EXERCISE INSTRUCTIONS: Copy each entry below without any change.

● ● ● ● ●

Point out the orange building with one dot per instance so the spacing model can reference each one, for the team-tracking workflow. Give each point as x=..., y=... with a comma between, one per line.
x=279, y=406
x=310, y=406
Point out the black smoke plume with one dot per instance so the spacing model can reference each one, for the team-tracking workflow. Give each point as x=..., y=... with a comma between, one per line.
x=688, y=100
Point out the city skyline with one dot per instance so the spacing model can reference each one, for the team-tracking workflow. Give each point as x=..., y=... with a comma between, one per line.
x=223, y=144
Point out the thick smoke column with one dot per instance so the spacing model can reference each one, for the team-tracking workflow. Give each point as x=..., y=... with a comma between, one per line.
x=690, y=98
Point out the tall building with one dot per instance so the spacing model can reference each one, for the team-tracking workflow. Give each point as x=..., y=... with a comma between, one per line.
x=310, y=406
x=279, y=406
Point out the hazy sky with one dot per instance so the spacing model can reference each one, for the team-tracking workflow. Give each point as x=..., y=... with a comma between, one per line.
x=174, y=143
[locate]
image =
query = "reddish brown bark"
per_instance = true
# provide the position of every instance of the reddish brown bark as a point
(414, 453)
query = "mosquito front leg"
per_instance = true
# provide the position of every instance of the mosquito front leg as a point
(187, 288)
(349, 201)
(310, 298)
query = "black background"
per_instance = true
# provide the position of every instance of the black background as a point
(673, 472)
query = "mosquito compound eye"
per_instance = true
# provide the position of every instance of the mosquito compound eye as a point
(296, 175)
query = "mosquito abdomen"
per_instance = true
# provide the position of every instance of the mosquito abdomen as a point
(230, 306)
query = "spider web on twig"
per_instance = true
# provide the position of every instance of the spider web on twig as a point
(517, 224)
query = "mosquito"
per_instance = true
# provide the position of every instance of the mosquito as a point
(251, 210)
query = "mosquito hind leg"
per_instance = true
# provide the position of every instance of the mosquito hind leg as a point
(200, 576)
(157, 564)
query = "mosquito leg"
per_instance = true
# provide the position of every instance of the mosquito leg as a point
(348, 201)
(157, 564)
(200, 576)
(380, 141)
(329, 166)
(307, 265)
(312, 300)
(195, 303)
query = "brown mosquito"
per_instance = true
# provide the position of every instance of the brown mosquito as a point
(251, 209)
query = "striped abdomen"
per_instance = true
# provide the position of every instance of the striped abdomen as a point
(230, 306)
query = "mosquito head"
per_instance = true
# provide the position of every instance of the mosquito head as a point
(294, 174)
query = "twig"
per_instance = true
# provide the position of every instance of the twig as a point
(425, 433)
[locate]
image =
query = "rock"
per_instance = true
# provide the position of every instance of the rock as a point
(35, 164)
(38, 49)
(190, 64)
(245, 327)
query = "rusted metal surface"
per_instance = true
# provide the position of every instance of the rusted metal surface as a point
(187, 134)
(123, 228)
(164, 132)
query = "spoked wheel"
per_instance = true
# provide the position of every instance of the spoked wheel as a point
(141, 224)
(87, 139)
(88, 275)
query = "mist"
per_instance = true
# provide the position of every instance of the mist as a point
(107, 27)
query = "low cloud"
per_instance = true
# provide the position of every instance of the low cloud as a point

● ● ● ● ●

RESULT BELOW:
Point out the orange building with one dot per instance so the spacing model can reference each one, for the team-tracking workflow. Give each point as x=..., y=... with a comma between, one per line.
x=279, y=406
x=310, y=406
Point out the black smoke plume with one dot per instance so the spacing model can reference each one, for the team-tracking workflow. Give each point as x=..., y=... with a comma between, one per line.
x=688, y=100
Point out the city skyline with one dot per instance so the spacing model can reference each one, for the team-tracking workflow. Give each point as x=..., y=... with a comma between, one per line.
x=223, y=144
Point out the thick smoke column with one dot per instance so the spacing model can reference each one, for the team-tracking workflow. Give each point as x=..., y=... with a comma between, one per line.
x=690, y=98
Point out the tall building with one dot per instance so the spacing model can reference each one, for the team-tracking workflow. Give each point as x=..., y=... with a comma between, one per line.
x=310, y=406
x=279, y=406
Point out the hazy sky with one dot per instance so the spacing model can reference each one, for the team-tracking workflow. Give each point as x=..., y=... with a comma between, one per line.
x=174, y=143
[locate]
image =
query = "reddish brown bark"
per_instance = true
# provide the position of every instance of the reddish brown bark as a point
(414, 453)
query = "mosquito front leg"
per_instance = true
# provide the position of every instance of the mosquito front leg as a point
(187, 288)
(349, 201)
(310, 298)
query = "black background"
per_instance = true
# provide the position of every instance of the black background as a point
(673, 472)
query = "mosquito compound eye"
per_instance = true
# provide the position of every instance of the mosquito compound eye as a point
(296, 175)
query = "mosquito abdomen"
per_instance = true
# provide the position of every instance of the mosquito abdomen as a point
(230, 306)
query = "spider web on twig"
per_instance = true
# provide the position of every instance of the spider web on twig as a point
(517, 224)
query = "mosquito"
per_instance = true
# provide the position of every instance of the mosquito as a point
(251, 210)
query = "mosquito hind leg"
per_instance = true
# provide the position of every instance of the mosquito hind leg as a point
(200, 576)
(157, 564)
query = "mosquito leg"
per_instance = true
# provide the position of every instance of the mosquito leg as a point
(348, 201)
(157, 564)
(200, 576)
(380, 141)
(329, 166)
(307, 265)
(312, 300)
(195, 303)
query = "brown mosquito"
per_instance = true
# provide the position of every instance of the brown mosquito as a point
(251, 209)
query = "striped abdomen"
per_instance = true
# provide the position of every instance of the striped abdomen as a point
(230, 306)
query = "mosquito head"
per_instance = true
# provide the position of every instance of the mosquito head as a point
(294, 174)
query = "twig"
per_instance = true
# provide the position of every instance of the twig as a point
(425, 433)
[locate]
image =
query = "rock"
per_instance = true
# provide the position of every instance of the rock as a point
(35, 164)
(38, 49)
(190, 64)
(245, 327)
query = "rusted metal surface"
per_instance = true
# provide the position of every instance of the rusted metal surface as a point
(187, 134)
(123, 228)
(164, 132)
query = "spoked wheel"
per_instance = true
# provide the position of every instance of the spoked wheel as a point
(141, 224)
(87, 139)
(88, 275)
query = "mist"
per_instance = true
# provide the position of every instance of the mist as a point
(107, 27)
query = "low cloud"
per_instance = true
# provide the position of every instance of the low cloud as a point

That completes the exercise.